**Text excerpt**
SUSAN E. KELLY AND BARBARA A. KOENIG
Dose Chemotherapy for Breast Cancer:
How Social Context Shapes the
Assessment of Innovative, Aggressive,
and Lifesaving Medical Technologies
In 1995, two women at Dana-Farber Cancer Institute were given accidental overdoses of chemotherapy as they underwent experimental high-dose treatment for metastatic breast cancer. One woman died, the other was seriously injured. 1 The goal of high-dose chemotherapy is to kill the maximum number of cancer cells; the drugs used are so potent they destroy not only the malignant cells but the patient's own blood-producing system as well. Even at conventional levels, the drugs given are highly toxic. Experimental high‐ dose chemotherapy requires doses so large the patient must subsequently be "rescued" by infusion of new bone marrow or blood-producing stem cells. Breast cancer patients risk death in order to buy a chance at cure. The mistaken doses of chemotherapy at Dana-Farber tragically highlight the tension between hope for cure and the destructive potential of aggressive, potentially lifesaving therapies. If desperate women—and their physicians—are willing to take such risks, how can new therapies such as bone marrow transplant for breast cancer be evaluated? Innovative, dramatic, and lifesaving technologies hold special cultural appeal in the United States. What features of this unique social context shape the technology assessment process?

**Source material**

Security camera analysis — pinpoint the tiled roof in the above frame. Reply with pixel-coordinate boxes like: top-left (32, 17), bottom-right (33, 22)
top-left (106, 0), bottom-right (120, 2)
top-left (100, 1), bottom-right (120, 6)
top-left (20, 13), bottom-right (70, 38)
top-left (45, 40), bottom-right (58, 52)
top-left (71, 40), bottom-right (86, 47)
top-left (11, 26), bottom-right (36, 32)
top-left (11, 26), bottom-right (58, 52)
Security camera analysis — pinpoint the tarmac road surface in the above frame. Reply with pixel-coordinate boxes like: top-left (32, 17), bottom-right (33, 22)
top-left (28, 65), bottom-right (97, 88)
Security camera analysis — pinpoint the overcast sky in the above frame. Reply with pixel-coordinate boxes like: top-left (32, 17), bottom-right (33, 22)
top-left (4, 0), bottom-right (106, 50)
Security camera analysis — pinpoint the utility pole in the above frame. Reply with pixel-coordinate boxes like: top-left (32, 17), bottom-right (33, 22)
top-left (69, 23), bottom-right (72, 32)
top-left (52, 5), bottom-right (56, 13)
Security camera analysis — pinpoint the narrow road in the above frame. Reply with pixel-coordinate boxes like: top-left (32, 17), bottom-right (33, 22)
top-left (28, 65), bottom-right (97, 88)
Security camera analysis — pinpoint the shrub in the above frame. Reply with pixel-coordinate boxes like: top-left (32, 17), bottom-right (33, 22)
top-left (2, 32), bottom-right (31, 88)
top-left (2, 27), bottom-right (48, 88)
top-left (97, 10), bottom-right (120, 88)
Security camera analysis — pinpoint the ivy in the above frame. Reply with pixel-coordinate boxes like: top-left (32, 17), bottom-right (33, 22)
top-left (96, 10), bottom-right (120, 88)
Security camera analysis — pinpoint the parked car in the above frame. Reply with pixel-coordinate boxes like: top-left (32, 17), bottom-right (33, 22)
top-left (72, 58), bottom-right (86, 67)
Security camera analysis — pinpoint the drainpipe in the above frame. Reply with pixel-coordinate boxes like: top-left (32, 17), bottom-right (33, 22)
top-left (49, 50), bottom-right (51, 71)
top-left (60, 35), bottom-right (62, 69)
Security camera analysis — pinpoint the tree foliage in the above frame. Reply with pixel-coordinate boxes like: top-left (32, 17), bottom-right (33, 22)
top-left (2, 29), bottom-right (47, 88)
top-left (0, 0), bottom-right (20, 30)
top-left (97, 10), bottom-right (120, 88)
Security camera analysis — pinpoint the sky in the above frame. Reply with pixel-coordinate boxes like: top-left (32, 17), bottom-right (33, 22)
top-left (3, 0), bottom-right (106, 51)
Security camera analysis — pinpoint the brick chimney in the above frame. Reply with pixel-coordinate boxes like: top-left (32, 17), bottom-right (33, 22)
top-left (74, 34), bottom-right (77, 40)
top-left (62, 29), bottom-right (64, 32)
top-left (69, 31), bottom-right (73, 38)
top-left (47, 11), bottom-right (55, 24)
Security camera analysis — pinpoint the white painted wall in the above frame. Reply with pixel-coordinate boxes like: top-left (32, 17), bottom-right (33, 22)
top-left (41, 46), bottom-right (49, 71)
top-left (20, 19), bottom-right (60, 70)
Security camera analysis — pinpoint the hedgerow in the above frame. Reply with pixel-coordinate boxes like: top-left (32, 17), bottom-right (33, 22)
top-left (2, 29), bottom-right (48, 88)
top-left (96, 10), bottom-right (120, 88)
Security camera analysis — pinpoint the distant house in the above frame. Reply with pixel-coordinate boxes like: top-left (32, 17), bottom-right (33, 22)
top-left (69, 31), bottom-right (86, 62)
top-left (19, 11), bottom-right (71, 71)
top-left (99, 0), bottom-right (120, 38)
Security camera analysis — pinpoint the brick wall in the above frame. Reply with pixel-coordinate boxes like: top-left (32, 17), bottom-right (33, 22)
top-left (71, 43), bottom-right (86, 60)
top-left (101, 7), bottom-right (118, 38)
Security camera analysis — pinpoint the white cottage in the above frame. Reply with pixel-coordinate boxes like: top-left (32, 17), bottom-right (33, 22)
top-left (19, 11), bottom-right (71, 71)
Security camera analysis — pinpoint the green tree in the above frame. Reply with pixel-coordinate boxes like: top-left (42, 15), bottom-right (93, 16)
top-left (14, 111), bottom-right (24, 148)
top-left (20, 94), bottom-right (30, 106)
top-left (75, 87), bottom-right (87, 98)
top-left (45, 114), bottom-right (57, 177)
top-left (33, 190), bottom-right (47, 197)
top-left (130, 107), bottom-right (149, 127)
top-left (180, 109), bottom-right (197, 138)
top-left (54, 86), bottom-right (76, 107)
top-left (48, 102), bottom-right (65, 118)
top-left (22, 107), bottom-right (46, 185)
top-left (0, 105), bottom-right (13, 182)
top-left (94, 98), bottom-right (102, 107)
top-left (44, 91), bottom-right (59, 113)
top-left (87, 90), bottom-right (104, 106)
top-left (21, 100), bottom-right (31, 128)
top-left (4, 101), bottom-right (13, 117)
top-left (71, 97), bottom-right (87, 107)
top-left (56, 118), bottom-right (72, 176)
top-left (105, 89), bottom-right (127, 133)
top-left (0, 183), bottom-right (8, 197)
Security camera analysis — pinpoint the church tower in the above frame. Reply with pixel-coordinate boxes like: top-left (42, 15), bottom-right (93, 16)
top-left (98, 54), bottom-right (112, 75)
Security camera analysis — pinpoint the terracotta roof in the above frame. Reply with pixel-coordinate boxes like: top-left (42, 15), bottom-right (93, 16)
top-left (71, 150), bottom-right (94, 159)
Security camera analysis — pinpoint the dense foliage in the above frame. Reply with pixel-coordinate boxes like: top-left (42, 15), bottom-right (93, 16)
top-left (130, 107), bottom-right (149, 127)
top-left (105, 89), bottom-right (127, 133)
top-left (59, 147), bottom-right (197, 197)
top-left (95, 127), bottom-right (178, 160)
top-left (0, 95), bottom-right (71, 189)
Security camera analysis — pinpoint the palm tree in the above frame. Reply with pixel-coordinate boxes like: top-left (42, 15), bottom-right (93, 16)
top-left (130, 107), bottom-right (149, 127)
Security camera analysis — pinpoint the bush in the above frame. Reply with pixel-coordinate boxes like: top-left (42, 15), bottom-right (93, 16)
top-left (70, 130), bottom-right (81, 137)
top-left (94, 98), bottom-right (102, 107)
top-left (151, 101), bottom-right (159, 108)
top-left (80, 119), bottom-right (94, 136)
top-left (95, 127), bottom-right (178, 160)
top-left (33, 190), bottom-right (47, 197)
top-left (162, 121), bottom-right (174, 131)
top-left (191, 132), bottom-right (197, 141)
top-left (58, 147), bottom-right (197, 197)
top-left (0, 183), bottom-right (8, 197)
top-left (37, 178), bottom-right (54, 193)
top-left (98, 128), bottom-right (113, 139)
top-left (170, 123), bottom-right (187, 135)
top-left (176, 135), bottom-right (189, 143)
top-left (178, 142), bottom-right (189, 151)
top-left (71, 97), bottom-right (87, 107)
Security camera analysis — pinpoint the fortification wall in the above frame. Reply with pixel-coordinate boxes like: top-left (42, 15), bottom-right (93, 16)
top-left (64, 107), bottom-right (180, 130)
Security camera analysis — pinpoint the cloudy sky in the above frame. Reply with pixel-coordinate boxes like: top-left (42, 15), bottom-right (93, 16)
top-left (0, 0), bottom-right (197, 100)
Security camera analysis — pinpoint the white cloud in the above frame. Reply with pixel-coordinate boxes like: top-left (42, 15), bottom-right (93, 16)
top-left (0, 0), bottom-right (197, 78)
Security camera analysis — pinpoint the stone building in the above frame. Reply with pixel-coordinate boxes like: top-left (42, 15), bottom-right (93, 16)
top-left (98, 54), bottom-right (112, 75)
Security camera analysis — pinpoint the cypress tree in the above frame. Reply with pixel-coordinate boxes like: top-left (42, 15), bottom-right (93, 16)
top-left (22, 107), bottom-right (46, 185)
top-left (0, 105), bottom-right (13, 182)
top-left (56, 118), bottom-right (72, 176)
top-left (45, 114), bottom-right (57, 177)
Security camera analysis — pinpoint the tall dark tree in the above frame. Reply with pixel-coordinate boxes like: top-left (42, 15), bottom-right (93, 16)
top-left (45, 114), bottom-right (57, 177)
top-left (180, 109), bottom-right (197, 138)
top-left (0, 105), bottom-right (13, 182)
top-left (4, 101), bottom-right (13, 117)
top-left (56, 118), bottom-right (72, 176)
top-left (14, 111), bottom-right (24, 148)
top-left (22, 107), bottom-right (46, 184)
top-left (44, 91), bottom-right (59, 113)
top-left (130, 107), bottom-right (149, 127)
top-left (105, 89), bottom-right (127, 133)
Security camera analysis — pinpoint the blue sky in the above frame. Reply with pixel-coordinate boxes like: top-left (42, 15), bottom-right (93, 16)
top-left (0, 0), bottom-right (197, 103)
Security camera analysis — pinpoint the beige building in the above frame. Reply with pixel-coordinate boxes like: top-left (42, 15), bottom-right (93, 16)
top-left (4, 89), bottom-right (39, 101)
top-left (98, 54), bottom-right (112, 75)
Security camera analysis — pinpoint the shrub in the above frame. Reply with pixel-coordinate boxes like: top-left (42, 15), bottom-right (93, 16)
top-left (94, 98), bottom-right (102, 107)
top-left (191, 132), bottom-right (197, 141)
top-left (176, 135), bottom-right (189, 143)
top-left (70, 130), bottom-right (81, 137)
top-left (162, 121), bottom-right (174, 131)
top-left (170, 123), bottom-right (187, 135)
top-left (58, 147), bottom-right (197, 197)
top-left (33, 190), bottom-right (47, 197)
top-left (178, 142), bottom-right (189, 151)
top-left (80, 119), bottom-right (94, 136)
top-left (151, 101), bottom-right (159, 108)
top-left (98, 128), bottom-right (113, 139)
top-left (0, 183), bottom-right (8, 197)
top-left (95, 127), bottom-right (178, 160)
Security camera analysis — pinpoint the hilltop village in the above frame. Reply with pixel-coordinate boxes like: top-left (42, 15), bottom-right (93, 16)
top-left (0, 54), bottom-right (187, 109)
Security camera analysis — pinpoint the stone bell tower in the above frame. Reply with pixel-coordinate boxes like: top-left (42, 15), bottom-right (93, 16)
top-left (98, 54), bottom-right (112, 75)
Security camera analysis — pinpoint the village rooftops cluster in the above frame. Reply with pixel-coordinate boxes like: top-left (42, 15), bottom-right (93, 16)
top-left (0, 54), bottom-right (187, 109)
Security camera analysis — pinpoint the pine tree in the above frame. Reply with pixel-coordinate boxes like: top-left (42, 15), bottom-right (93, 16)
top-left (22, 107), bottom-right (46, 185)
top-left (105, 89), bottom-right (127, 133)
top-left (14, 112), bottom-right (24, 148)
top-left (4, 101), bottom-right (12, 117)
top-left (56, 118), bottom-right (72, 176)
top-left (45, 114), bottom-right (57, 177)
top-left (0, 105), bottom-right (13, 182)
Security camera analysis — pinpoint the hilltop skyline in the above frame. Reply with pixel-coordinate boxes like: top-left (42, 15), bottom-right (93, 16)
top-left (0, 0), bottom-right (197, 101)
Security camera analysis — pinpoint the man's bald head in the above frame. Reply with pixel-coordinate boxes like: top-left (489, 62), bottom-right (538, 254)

**Work instruction**
List the words that the title of the breast cancer chemotherapy text uses to describe medical technologies.

**Output of the task**
Innovative, aggressive, lifesaving